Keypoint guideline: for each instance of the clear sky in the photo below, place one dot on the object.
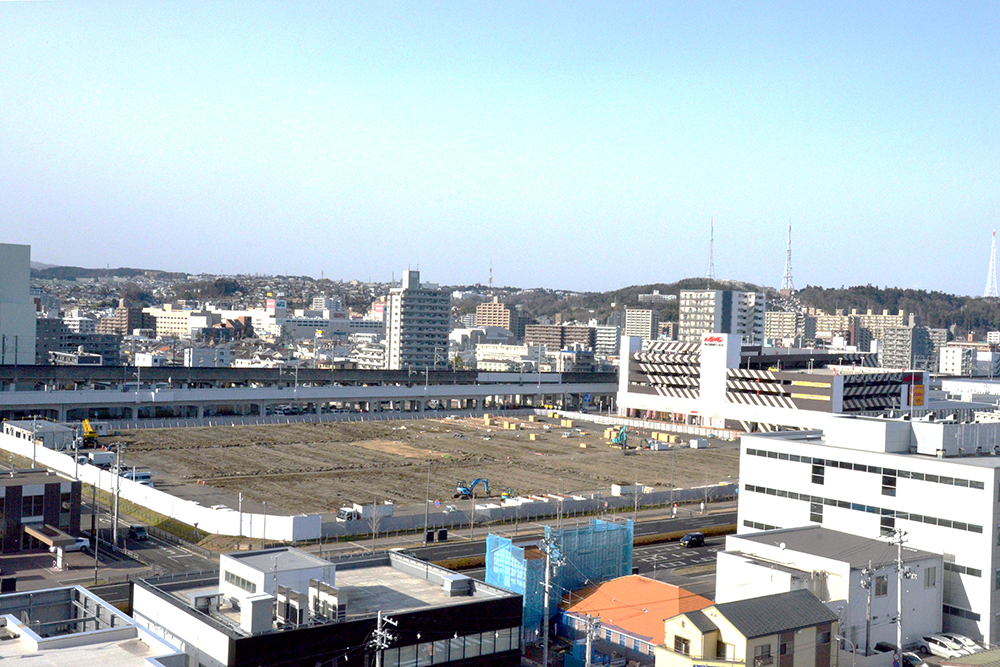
□ □ □
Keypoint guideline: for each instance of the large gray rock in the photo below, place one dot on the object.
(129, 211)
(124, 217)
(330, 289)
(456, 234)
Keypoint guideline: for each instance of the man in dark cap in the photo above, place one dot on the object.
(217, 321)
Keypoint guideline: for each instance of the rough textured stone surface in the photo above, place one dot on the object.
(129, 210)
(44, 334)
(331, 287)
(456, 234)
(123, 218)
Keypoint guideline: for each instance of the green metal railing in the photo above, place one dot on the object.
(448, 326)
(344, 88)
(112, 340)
□ □ □
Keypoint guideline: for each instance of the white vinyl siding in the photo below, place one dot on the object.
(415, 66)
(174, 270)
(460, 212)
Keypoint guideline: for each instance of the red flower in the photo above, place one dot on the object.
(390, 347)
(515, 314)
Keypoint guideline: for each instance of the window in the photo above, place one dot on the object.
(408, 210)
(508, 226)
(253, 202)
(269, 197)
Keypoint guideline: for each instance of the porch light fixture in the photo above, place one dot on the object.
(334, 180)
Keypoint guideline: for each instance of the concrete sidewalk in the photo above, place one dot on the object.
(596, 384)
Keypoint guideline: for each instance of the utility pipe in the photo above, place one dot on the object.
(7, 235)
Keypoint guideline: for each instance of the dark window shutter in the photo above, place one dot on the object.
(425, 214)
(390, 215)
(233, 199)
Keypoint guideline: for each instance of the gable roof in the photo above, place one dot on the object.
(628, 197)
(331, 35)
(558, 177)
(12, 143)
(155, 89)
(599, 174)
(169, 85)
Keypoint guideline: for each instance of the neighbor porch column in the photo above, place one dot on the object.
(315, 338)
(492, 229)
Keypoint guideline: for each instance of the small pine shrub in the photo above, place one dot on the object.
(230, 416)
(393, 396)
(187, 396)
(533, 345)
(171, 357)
□ □ □
*INSTRUCTIONS FOR THE TASK*.
Find each line above that contains the word "below" and copy it out in full.

*SOLVED EXERCISE*.
Keypoint guideline: for each instance of the clear sky in the photo below, place one dot on the object.
Keypoint guideline: for each instance of the large gray rock in the photo below, place one dot on the object.
Keypoint guideline: for each instance of the white vinyl siding in the photo below, place one dot on the object.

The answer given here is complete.